Actions to take ::
a: Repeat word for word the passage of the article on teen Robitussin-DM abuse, starting with "According to White, the" and going on through "content (1.4 percent).".
b: Write what comes next in the article on teen Robitussin-DM abuse in Salt Lake, following on from its final sentence.

Extract ::
Some Salt Lake mothers want "Dr. Mom" to pull her favorite cough suppressant off drug and grocery store shelves.
More than 100 mothers, fathers and teens are circulating petitions urging that Robitussin-DM, an over-the-counter cough syrup, be placed behind the counter with prescription drugs so pharmacists can better monitor its use.The petition drive, which has garnered more than 500 signatures in a week, comes in the wake of extensive and repeated
reports of Robitussin abuse among Salt Lake area youths.
Pharmacists report teens have been using the mood-altering drug for the wrong reason - to "get high" - for the past five to seven years.
"But over the last couple of months pharmacists have seen an increase in the theft of the product," said Dennis White, president-elect of the Utah Pharmaceutical Association. "We knew kids were stealing it, but we didn't know they were abusing it."
The abuse has become increasingly evident, and some believe it could have contributed to the recent suicides of two Jordan District high school students. Toxicology reports on both youths revealed high levels of dextromethorphan, one of the ingredients in the medicine.
Draper police said Wednesday that they had mistakenly reported the blood alcohol level in one of the victims, Todd Hunter, was .33 percent. In fact, the toxicology report showed Hunter had no alcohol in his blood. But the report showed "substantial evidence" of Robitussin-DM, said Draper Police Chief Wayne Riley.
Professionals say the newest preppy fad drug is a big hit with many other teens.
At the Dayspring Program at Wasatch Canyons Hospital, for example, 15 percent to 20 percent of the teenagers treated have abused Robitussin-DM. Use of it is so common that some high school coaches have said they see empty bottles of the medicine while jogging around the track. Security guards have found empty bottles in numerous local stores.
"A lot of times they (kids) will go into the store bathroom and guzzle a bottle or two," said Michael Abdala, a pharmacist at Skaggs Drug in Sandy. "We are missing a fair amount off our shelves."
Several stores have removed it from their shelves because of financial losses from the thefts. "We have a stack of shoplifting reports of kids stealing Robitussin-DM," said one local grocery store manager. "It's quite the trend." Concerned parents want the theft and abuse to stop. "Robitussin-DM is a potentially dangerous drug, and its abuse is extremely high in Utah," said Cheri Groesbeck, petition organizer. "For many kids it's the drug of choice."
According to White, the dextromethorphan in the product produces a "buzz." Abusers report an initial feeling of numbness. Robitussin-DM can also produce hallucinations, followed by sleepiness - a result of the drug's alcohol content (1.4 percent).

Stored data entries ::
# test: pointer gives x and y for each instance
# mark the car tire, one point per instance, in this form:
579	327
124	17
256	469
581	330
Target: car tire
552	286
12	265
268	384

Response list ::
a:
According to White, the dextromethorphan in the product produces a "buzz." Abusers report an initial feeling of numbness. Robitussin-DM can also produce hallucinations, followed by sleepiness - a result of the drug's alcohol content (1.4 percent).

b:
"It gives an eight-hour high for these kids - a numbing high," Groesbeck said. "Kids says it's a cross between marijuana, acid (LSD) and cocaine - and they love it.
"They can drink four ounces before they go to school and still function."
Groesbeck said despite evidence of abuse, many parents are still going through the "it's-not-my-kid syndrome."
"Parent's don't want to admit it. But it is happening, and they need to start recognizing that it's not just druggy looking kids using it," she said. "It's your average kids, many from affluent families.
"Parents need to recognize it's not a matter of if they raised their kids right or wrong. Once kids get hooked on it, they can't stop."
Parents on the petition drive hope pharmacists will make it more difficult for teens to obtain the drug.
In addition to gaining signatures on the petitions, they have written to the Utah Pharmaceutical Association, the Utah Education Association and drug manufacturer A.H. Robins for help in pulling Robitussin-DM behind the counter.
Some pharmacists, however, aren't convinced that's the solution.
"Even then, there is no real mechanism to determine if the teen asking for the drug will be using it for legitimate reasons," Abdala said. "A possible benefit (of putting it behind the counter) is that we could interact with the kids and tell them the dangers associated with it."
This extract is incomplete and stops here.